> [Records supplied]
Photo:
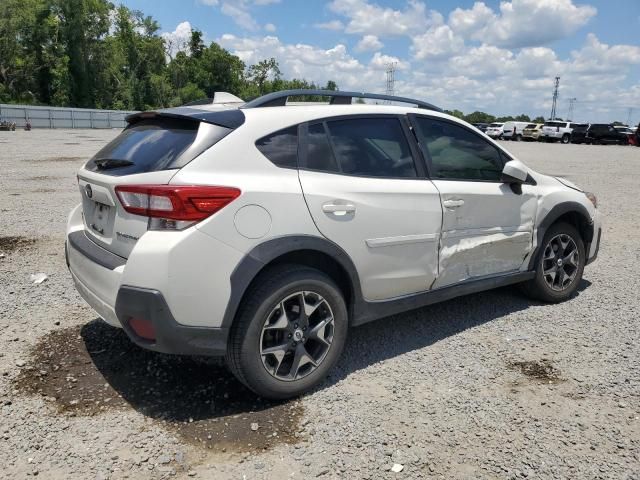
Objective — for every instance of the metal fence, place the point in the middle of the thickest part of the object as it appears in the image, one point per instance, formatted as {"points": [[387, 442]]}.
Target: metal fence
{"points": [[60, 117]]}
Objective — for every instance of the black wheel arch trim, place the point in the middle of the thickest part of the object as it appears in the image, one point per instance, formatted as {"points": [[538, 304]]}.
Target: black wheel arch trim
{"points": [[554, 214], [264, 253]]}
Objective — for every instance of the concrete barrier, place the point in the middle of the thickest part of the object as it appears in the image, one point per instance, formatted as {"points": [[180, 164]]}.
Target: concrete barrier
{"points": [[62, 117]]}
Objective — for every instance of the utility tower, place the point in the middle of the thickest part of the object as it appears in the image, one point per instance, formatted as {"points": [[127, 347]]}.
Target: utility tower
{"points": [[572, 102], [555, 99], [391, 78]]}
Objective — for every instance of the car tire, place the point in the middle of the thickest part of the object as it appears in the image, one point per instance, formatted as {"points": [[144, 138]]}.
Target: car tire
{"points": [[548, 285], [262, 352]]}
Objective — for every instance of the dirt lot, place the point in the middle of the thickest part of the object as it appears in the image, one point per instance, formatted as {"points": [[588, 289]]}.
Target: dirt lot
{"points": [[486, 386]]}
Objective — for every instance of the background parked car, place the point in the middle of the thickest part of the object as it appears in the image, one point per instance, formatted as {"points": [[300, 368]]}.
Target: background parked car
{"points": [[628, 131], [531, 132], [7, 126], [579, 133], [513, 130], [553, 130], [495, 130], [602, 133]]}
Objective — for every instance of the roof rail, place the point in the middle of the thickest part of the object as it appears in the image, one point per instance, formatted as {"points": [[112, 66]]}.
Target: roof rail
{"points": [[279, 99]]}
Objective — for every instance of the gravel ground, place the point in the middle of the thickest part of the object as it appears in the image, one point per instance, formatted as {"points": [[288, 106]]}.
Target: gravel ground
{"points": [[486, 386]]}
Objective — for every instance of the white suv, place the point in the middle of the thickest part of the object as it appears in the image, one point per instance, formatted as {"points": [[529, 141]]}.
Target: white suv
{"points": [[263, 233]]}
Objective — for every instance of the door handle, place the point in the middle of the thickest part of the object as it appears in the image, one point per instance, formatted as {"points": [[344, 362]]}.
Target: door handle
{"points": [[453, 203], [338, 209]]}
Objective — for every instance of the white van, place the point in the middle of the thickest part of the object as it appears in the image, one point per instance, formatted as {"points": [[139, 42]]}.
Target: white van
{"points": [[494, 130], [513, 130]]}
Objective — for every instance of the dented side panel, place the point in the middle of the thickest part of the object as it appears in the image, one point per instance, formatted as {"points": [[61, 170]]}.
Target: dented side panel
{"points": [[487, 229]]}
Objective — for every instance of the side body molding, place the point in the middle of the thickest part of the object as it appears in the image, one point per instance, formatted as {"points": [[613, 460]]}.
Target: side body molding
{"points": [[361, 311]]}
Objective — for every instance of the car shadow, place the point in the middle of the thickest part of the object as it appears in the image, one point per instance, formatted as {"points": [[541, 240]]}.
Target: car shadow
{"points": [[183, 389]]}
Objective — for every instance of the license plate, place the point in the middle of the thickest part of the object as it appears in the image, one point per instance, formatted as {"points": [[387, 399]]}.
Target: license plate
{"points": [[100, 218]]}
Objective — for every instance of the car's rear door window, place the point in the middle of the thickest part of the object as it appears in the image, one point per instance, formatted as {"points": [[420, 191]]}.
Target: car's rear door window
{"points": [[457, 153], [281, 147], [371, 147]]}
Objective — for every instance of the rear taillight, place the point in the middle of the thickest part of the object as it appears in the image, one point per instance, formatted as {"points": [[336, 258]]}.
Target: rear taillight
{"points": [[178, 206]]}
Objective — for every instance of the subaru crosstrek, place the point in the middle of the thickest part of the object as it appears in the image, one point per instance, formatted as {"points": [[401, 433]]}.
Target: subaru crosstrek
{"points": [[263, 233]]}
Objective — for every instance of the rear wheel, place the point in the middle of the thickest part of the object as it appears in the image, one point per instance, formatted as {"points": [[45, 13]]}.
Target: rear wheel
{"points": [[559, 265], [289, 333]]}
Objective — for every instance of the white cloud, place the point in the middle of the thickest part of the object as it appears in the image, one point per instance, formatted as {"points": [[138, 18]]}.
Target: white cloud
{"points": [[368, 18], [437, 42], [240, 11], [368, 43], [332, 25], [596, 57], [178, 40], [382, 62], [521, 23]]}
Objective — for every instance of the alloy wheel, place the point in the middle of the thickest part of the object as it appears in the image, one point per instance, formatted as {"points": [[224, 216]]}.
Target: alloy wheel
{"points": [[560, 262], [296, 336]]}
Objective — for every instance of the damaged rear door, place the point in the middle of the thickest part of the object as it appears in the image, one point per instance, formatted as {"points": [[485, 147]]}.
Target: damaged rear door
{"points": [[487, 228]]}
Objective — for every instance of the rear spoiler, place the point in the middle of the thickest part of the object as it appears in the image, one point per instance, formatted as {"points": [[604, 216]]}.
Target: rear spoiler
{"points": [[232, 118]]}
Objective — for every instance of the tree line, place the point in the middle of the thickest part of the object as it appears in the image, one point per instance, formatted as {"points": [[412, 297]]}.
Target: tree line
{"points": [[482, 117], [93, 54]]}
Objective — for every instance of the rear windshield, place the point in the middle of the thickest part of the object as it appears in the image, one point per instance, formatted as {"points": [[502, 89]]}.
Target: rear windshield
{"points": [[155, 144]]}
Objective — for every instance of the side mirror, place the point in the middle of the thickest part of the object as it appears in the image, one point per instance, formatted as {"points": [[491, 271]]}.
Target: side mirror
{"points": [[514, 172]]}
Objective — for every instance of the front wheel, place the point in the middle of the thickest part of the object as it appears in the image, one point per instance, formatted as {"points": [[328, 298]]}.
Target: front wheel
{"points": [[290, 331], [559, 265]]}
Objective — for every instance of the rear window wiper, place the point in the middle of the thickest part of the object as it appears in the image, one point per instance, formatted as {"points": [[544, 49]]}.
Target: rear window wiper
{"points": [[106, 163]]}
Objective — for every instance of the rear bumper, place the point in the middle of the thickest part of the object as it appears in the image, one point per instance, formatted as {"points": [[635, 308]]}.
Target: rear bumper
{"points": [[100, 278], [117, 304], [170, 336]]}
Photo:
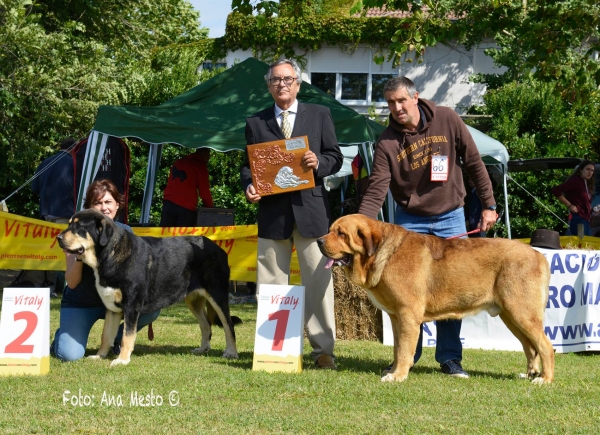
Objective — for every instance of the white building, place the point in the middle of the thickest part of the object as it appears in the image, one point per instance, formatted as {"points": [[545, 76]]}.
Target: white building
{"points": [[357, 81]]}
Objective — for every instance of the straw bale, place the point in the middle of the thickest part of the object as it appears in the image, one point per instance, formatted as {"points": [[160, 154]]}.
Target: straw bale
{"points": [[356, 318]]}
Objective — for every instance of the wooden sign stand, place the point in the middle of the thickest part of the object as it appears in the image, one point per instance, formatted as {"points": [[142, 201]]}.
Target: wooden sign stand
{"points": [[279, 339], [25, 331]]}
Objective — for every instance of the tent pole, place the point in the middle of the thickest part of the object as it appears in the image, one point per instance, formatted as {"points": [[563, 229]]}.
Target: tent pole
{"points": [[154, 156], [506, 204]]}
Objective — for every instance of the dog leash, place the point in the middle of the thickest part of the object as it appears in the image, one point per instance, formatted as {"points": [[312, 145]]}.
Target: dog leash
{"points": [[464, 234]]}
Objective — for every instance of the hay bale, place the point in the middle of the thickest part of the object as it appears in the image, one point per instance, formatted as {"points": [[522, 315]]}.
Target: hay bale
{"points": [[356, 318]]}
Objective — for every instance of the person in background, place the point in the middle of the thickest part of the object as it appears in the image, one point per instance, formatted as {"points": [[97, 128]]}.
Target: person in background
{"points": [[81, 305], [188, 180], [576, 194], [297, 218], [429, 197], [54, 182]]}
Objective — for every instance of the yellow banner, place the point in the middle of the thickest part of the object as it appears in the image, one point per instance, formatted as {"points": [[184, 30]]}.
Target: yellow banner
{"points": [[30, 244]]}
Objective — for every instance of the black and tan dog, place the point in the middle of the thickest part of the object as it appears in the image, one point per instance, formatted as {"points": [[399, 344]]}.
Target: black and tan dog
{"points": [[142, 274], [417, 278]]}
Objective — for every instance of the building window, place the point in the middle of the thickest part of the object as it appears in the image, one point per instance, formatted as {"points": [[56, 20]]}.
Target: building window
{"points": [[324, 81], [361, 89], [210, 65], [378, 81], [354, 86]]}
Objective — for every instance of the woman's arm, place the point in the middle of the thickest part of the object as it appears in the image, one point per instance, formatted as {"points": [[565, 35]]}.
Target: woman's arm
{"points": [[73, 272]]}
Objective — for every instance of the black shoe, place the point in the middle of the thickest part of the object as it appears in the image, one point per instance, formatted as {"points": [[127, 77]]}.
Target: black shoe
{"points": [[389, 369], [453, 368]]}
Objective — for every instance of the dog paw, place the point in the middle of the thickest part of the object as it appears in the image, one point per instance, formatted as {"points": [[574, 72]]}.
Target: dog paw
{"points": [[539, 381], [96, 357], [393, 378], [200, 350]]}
---
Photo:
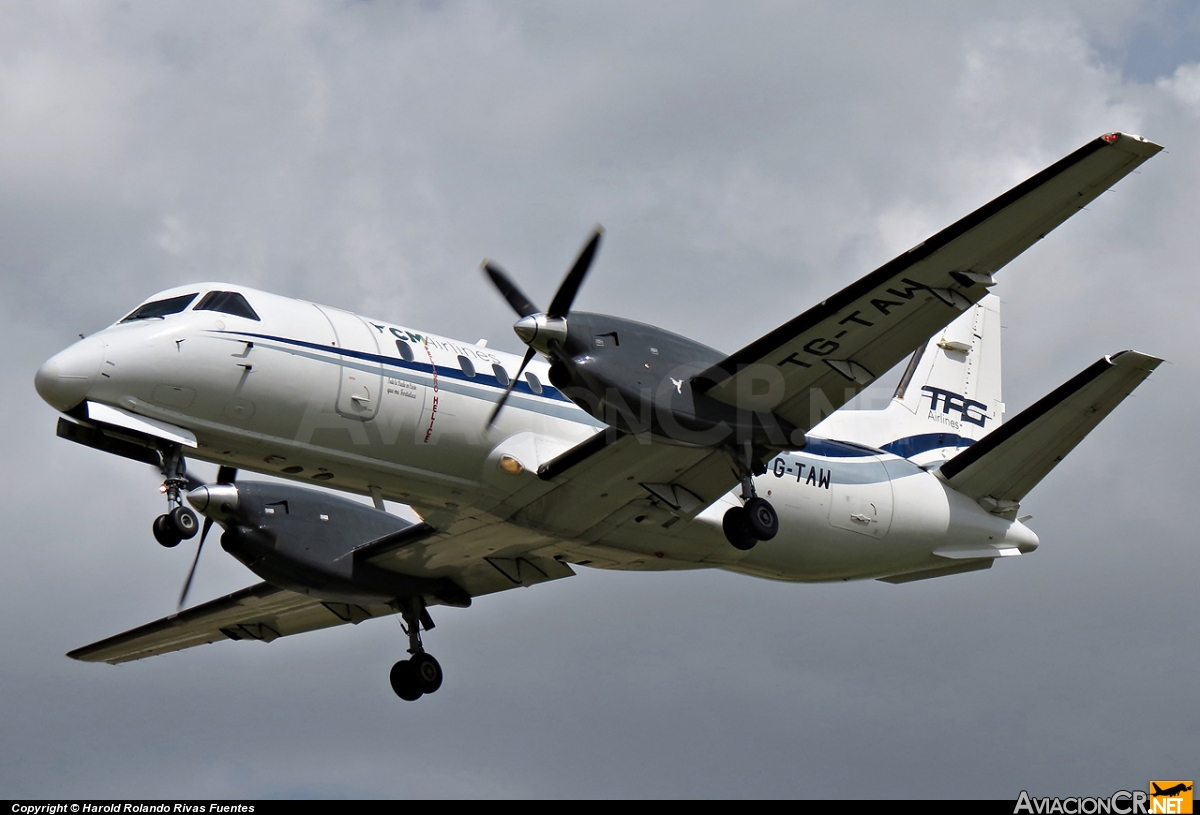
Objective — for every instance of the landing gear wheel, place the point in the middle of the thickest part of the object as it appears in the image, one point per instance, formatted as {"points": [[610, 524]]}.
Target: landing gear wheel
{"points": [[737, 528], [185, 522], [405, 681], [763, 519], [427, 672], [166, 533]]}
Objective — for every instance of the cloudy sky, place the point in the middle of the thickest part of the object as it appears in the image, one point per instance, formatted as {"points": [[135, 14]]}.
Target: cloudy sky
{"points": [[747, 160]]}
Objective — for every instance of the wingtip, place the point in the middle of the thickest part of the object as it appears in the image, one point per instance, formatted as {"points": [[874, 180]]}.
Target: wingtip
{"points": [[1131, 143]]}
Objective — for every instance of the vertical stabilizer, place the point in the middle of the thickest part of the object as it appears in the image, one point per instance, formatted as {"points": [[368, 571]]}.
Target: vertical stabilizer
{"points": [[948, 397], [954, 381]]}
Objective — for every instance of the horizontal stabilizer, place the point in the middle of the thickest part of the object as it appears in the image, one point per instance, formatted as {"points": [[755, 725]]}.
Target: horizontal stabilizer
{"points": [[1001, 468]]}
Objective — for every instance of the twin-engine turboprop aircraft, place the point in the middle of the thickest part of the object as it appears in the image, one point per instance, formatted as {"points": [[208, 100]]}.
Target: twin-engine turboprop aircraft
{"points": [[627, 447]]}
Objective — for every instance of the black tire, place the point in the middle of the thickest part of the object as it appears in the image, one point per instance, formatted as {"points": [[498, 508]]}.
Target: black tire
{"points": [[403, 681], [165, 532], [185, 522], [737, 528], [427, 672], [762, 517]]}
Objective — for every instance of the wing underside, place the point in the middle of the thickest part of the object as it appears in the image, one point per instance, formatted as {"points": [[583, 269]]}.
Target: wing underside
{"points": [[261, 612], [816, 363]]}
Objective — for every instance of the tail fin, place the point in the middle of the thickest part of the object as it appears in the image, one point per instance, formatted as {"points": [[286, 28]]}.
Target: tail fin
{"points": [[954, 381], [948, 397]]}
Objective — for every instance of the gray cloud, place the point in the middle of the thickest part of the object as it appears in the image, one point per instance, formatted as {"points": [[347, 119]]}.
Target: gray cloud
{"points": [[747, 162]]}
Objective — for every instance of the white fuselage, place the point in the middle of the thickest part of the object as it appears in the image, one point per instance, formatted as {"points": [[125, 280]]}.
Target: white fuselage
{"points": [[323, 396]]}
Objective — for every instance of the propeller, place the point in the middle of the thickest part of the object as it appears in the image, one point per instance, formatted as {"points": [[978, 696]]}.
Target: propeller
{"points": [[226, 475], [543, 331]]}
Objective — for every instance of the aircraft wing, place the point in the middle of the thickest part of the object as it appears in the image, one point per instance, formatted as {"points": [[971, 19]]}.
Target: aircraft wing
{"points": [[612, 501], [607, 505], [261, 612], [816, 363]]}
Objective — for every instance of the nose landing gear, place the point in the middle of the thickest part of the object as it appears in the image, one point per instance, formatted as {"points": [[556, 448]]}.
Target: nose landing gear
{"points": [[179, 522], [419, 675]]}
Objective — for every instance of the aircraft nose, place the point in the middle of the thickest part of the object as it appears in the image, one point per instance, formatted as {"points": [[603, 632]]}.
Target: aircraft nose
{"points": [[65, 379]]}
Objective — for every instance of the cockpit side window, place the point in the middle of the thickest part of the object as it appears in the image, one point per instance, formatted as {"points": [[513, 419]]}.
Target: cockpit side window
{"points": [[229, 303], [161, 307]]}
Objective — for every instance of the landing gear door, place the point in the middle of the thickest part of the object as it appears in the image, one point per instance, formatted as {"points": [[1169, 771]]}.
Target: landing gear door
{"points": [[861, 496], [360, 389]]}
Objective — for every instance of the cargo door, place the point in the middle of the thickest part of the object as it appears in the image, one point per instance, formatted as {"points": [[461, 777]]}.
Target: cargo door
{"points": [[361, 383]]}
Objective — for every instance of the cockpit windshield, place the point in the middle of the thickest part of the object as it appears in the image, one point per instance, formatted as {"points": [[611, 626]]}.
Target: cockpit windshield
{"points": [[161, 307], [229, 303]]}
...
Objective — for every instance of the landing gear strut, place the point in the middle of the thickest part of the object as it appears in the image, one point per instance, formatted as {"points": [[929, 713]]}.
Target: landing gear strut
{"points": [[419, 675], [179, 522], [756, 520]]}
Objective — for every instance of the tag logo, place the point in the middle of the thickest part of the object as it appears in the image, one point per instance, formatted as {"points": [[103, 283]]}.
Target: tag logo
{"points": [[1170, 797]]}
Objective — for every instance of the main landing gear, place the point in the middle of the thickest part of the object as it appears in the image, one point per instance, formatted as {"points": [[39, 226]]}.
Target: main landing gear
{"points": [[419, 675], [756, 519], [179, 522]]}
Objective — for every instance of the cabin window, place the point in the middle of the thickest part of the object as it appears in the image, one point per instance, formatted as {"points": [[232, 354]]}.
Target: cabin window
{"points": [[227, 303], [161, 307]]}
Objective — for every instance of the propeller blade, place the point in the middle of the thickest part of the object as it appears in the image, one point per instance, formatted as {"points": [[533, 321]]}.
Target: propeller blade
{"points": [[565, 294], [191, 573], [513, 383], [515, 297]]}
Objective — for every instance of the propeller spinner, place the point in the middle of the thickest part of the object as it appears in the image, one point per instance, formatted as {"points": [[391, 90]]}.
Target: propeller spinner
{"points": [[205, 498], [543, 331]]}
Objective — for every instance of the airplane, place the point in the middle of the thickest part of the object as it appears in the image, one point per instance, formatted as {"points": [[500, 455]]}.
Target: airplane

> [Work instruction] Count, and answer with the number only: how many lines of the data include the string "airplane"?

> [Reply to the exercise] 2